→ Problem details
Copy everything from the line containing "Task: indicate the red fabric" down to the line containing "Target: white chain barrier", swapping "indicate" for "mark" and leaving everything else unchanged.

○ ○ ○

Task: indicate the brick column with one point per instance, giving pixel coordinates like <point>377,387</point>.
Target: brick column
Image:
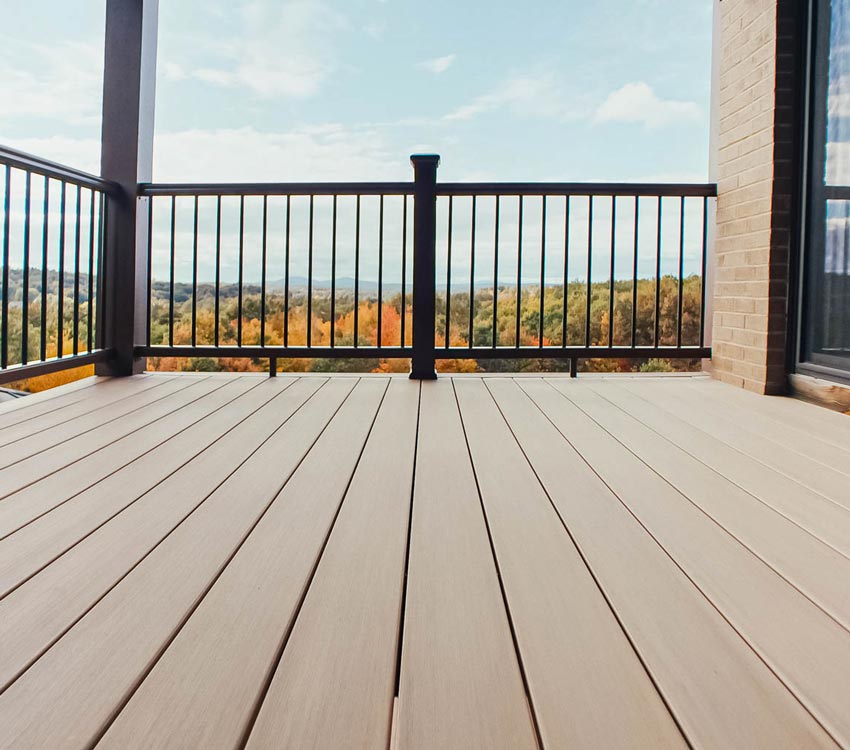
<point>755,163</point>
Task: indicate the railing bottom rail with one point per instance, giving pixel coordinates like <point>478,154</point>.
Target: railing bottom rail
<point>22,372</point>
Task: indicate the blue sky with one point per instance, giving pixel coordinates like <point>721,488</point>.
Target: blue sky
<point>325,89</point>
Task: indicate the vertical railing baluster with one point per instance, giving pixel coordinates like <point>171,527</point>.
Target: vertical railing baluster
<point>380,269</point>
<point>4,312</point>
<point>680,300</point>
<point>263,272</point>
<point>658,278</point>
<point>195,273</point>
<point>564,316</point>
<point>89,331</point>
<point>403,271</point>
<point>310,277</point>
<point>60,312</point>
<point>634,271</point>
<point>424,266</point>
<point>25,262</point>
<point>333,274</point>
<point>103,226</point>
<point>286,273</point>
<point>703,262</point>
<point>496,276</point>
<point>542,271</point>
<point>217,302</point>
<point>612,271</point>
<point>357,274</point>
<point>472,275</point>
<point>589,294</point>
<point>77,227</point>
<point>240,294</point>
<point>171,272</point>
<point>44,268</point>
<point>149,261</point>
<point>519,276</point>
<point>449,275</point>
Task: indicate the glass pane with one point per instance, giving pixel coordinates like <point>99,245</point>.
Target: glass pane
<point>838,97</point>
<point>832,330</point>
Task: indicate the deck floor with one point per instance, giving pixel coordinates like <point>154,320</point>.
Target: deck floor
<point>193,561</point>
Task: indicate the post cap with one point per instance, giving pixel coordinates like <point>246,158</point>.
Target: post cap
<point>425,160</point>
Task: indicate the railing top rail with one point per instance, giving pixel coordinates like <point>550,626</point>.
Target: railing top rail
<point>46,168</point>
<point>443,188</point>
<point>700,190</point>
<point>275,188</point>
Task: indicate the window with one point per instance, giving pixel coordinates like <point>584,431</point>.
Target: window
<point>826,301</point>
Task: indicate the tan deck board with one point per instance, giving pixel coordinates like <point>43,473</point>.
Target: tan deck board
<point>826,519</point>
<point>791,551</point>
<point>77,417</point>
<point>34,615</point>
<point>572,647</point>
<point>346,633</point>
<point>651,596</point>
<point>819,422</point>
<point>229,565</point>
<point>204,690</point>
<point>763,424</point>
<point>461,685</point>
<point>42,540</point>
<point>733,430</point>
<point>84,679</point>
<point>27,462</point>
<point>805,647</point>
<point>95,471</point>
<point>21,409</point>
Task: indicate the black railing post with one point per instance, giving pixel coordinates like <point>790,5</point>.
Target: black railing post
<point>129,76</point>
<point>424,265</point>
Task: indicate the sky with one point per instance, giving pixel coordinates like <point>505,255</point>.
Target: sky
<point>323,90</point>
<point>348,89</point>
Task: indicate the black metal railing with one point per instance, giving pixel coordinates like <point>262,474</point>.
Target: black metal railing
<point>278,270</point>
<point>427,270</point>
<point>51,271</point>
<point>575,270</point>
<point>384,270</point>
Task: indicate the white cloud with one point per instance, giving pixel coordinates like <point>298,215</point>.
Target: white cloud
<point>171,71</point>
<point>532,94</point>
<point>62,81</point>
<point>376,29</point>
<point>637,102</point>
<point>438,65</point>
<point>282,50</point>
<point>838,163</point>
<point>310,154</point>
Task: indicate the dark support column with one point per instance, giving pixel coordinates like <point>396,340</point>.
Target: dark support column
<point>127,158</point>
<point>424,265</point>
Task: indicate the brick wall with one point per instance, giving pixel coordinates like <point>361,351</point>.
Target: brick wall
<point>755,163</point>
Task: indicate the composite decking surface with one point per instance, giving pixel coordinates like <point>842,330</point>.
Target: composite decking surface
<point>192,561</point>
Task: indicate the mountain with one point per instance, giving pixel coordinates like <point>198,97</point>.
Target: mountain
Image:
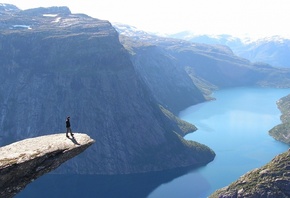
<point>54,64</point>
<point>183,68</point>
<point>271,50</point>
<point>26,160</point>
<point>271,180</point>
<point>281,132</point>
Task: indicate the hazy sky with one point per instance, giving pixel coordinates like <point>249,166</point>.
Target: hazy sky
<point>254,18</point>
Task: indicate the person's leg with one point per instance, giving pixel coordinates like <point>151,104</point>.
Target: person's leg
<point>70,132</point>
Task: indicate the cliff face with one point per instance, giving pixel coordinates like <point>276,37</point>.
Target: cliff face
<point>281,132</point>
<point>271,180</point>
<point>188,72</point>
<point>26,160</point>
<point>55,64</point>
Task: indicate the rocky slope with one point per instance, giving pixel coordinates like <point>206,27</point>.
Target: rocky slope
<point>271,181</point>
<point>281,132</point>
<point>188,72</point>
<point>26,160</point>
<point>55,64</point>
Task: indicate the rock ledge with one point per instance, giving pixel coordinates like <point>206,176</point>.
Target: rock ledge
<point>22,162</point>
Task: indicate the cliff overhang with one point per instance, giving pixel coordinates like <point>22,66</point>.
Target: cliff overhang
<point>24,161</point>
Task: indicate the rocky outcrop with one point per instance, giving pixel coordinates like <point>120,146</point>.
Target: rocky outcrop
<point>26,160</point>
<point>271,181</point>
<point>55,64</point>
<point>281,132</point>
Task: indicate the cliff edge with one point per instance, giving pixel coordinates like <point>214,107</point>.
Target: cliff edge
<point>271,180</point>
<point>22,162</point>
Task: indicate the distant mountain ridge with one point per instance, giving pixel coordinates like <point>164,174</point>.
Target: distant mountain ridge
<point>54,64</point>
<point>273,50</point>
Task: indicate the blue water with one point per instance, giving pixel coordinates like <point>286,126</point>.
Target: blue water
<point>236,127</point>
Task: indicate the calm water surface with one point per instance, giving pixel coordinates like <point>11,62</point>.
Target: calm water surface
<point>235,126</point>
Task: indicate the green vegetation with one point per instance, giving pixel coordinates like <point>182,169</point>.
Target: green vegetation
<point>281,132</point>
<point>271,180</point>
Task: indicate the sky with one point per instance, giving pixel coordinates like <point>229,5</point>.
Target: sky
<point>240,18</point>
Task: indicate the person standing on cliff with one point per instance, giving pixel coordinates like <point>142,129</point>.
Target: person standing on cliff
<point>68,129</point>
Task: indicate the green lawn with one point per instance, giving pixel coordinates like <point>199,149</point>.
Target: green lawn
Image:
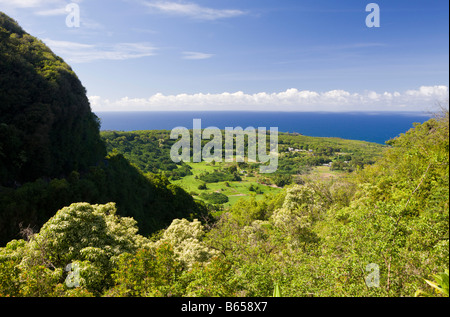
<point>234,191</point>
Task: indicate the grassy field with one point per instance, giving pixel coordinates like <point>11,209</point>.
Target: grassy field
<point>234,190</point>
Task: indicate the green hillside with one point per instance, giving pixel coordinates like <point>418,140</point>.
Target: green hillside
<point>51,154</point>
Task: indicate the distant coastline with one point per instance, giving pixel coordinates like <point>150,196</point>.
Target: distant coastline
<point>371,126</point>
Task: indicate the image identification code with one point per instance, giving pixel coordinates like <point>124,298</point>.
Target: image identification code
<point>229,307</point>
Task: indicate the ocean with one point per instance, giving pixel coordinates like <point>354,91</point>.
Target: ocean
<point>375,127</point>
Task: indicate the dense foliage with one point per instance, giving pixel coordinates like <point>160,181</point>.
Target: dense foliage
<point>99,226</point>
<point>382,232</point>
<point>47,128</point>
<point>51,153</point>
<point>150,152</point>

○ ○ ○

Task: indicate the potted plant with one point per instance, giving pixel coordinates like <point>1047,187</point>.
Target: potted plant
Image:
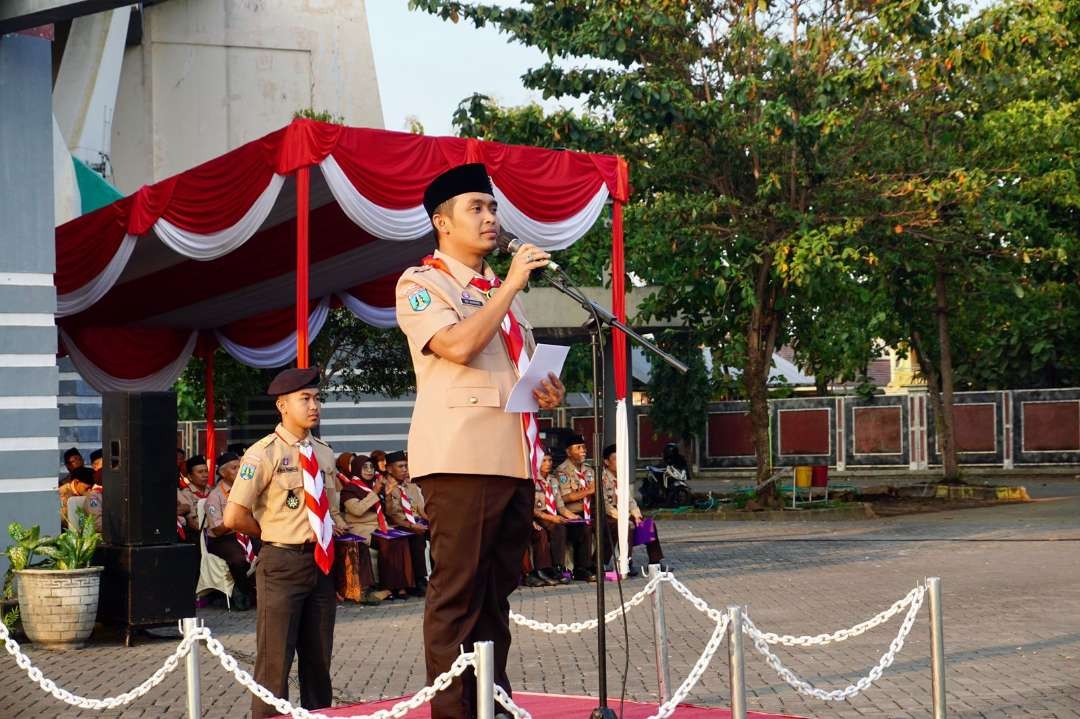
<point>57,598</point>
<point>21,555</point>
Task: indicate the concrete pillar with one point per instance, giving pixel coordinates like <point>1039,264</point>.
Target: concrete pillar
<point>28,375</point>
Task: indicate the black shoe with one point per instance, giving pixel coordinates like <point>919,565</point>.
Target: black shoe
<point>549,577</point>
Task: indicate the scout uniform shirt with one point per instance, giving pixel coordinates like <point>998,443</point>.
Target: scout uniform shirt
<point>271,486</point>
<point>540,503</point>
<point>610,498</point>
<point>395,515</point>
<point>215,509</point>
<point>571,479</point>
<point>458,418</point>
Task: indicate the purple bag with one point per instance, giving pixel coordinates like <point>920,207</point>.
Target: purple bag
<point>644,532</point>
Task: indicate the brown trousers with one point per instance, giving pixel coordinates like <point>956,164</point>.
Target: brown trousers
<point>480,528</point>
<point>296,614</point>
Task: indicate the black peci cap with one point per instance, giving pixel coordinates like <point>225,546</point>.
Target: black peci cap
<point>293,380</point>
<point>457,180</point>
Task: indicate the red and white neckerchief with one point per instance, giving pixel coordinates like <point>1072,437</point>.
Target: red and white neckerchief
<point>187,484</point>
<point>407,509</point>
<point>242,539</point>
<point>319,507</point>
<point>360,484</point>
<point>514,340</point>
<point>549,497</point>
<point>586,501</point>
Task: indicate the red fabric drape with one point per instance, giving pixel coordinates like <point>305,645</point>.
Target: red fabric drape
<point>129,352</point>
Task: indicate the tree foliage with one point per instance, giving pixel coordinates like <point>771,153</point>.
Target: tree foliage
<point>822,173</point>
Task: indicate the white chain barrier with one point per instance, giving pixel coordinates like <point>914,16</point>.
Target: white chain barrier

○ ○ ○

→ The answer
Task: mark the red fabric drape with one point per instance, giving pixel coordinates like <point>305,645</point>.
Target: red fabric drape
<point>129,352</point>
Task: mark the tree foliage with one point per instance, giving pixel coordinates like <point>771,153</point>.
Target: tree foliage
<point>822,173</point>
Task: mark the white chain barrier with one point per instance, giving pixel coordinates like <point>914,16</point>.
Target: white chain barrier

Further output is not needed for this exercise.